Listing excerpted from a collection
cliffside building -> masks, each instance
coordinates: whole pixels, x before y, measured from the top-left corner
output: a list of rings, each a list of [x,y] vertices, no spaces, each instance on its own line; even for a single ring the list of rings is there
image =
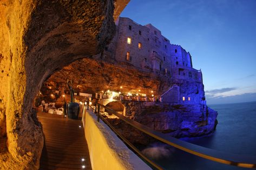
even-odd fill
[[[171,44],[150,24],[143,26],[119,17],[116,25],[116,35],[103,57],[170,78],[170,89],[160,94],[163,101],[202,103],[205,100],[202,72],[193,67],[189,52]]]

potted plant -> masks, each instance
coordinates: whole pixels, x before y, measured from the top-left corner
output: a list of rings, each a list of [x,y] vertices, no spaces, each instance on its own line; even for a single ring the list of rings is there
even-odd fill
[[[67,113],[69,119],[78,119],[79,114],[79,104],[75,102],[74,90],[72,89],[72,81],[68,79],[68,86],[70,91],[71,101],[68,104]]]

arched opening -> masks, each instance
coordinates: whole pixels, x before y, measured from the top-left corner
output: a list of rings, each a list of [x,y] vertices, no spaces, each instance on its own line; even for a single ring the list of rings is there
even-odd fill
[[[38,169],[44,138],[34,99],[52,73],[103,49],[114,36],[114,4],[111,1],[4,3],[0,8],[0,67],[4,73],[0,77],[0,167]],[[101,19],[95,22],[95,17]]]

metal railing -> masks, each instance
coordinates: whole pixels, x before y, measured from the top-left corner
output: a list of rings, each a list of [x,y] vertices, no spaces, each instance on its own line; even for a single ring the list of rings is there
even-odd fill
[[[111,109],[109,107],[105,106],[102,104],[93,101],[88,101],[87,109],[89,110],[89,101],[91,102],[96,105],[95,109],[90,107],[95,111],[95,113],[97,115],[97,121],[100,121],[100,118],[109,126],[110,128],[119,135],[124,142],[130,146],[135,152],[136,152],[143,159],[146,160],[155,168],[159,169],[163,169],[161,166],[153,161],[149,160],[145,155],[143,155],[134,146],[129,142],[124,137],[119,133],[111,124],[101,115],[100,112],[100,107],[101,106],[107,110],[109,113],[112,113],[120,118],[125,123],[129,124],[132,126],[135,127],[137,130],[149,135],[150,136],[164,143],[173,146],[176,148],[194,154],[195,155],[200,157],[204,159],[211,160],[214,161],[218,162],[222,164],[228,164],[238,167],[256,168],[256,157],[246,156],[242,155],[237,155],[234,154],[227,153],[221,151],[214,150],[212,149],[204,147],[201,146],[193,144],[170,136],[167,135],[161,132],[152,130],[147,126],[139,123],[137,121],[129,119],[125,116],[120,114]]]

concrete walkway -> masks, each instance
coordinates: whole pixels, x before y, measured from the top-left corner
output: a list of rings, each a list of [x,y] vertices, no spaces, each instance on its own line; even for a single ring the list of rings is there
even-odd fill
[[[81,120],[46,113],[37,118],[45,138],[40,169],[91,169]]]

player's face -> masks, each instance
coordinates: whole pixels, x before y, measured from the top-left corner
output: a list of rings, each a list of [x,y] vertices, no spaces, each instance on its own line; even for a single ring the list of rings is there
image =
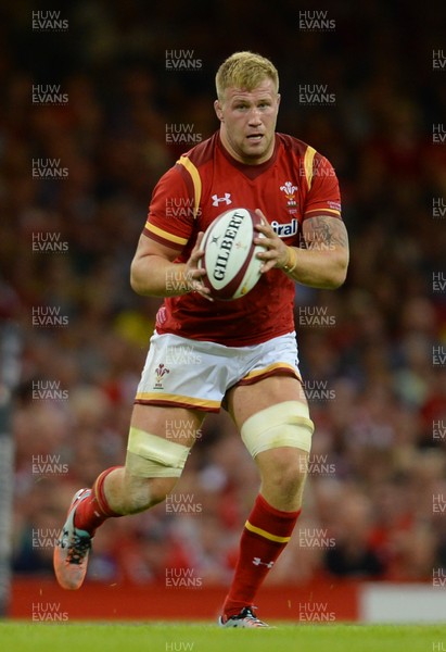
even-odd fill
[[[216,100],[221,141],[237,161],[259,165],[272,155],[279,102],[272,79],[254,90],[227,88],[222,101]]]

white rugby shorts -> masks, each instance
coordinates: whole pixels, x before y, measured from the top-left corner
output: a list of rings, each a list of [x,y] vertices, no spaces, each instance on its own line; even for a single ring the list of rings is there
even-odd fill
[[[155,333],[135,403],[219,412],[231,387],[279,375],[302,380],[295,333],[250,347]]]

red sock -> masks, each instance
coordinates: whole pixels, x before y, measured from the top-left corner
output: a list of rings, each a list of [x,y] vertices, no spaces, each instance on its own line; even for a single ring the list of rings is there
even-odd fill
[[[239,560],[224,604],[226,616],[253,604],[269,569],[289,542],[301,510],[281,512],[258,494],[240,540]]]
[[[82,500],[76,507],[75,526],[78,529],[86,530],[91,536],[107,518],[123,516],[123,514],[117,514],[111,509],[104,492],[104,480],[115,468],[122,468],[122,466],[112,466],[112,468],[103,471],[93,484],[91,496]]]

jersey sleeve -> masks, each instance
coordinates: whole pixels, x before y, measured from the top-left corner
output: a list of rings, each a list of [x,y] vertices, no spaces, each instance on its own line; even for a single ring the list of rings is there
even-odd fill
[[[144,236],[181,251],[194,223],[193,197],[180,166],[175,165],[156,184],[149,206]]]
[[[331,163],[315,152],[307,175],[308,193],[304,206],[304,220],[315,215],[341,217],[341,192],[337,177]]]

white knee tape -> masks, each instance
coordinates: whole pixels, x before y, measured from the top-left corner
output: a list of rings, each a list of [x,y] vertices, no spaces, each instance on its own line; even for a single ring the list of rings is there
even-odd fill
[[[315,429],[308,406],[283,401],[250,416],[242,426],[242,439],[253,457],[275,448],[291,446],[309,453]]]
[[[130,475],[143,478],[177,478],[182,473],[189,450],[181,443],[130,428],[126,468]]]

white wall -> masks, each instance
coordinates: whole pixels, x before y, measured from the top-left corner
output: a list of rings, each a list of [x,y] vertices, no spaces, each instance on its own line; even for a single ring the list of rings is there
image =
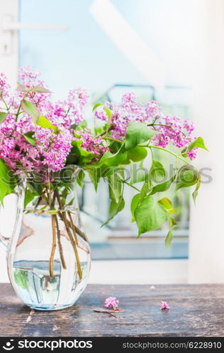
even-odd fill
[[[3,23],[6,16],[11,16],[13,21],[18,20],[18,1],[1,1],[0,4],[0,72],[4,72],[8,77],[10,83],[16,85],[18,71],[18,35],[17,32],[2,30]],[[6,54],[4,54],[6,53]],[[11,205],[7,208],[6,213],[0,211],[0,222],[4,222],[4,228],[10,229],[12,224]],[[2,224],[1,224],[2,225]],[[7,280],[6,262],[5,251],[0,248],[0,282]]]
[[[224,282],[224,1],[197,0],[194,117],[209,153],[197,162],[212,169],[191,210],[189,282]]]

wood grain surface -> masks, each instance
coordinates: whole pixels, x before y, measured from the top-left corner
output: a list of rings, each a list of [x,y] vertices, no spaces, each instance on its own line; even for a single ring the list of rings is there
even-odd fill
[[[31,311],[8,284],[0,294],[1,337],[224,336],[224,285],[90,285],[73,306],[48,312]],[[124,311],[95,311],[110,296]]]

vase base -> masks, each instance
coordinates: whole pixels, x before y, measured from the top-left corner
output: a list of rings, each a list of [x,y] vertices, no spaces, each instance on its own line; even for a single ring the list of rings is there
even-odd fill
[[[72,306],[73,304],[66,304],[66,305],[52,305],[52,304],[49,304],[49,305],[28,305],[30,308],[31,308],[33,310],[37,310],[39,311],[54,311],[56,310],[63,310],[66,308],[69,308],[70,306]]]

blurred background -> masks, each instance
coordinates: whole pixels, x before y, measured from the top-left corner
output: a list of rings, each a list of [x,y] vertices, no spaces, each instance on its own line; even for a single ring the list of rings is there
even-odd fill
[[[189,190],[173,198],[178,227],[169,249],[165,228],[136,239],[129,190],[123,212],[103,228],[107,186],[97,194],[88,184],[78,190],[92,248],[90,282],[224,282],[223,1],[1,0],[0,21],[0,71],[15,87],[18,68],[29,65],[42,72],[55,100],[80,86],[88,90],[90,104],[119,102],[132,91],[141,102],[155,99],[165,112],[192,119],[210,150],[195,162],[204,174],[196,208]],[[13,222],[8,198],[1,231],[10,232]],[[7,282],[0,255],[0,282]]]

Objective = Can you repeat the listing verbatim from the line containing "blurred background -> masks, each instance" through the final line of the listing, including both of those lines?

Result of the exercise =
blurred background -> masks, each instance
coordinates: whole pixels, x before y, measured from the top-left corner
output: a list of rings, each a list of [x,y] vertices, no spaces, each instance on its own line; even for a single ring the list of rings is there
even-odd fill
[[[189,190],[173,198],[178,227],[169,249],[165,228],[136,239],[129,190],[123,212],[103,228],[107,186],[97,194],[88,184],[78,190],[92,248],[90,282],[224,282],[223,1],[1,0],[0,21],[0,71],[15,87],[18,68],[29,65],[42,72],[55,100],[80,86],[88,90],[90,104],[119,102],[132,91],[141,102],[155,99],[165,112],[192,119],[210,150],[195,162],[204,174],[196,208]],[[13,222],[8,198],[1,231],[10,232]],[[7,282],[0,255],[0,282]]]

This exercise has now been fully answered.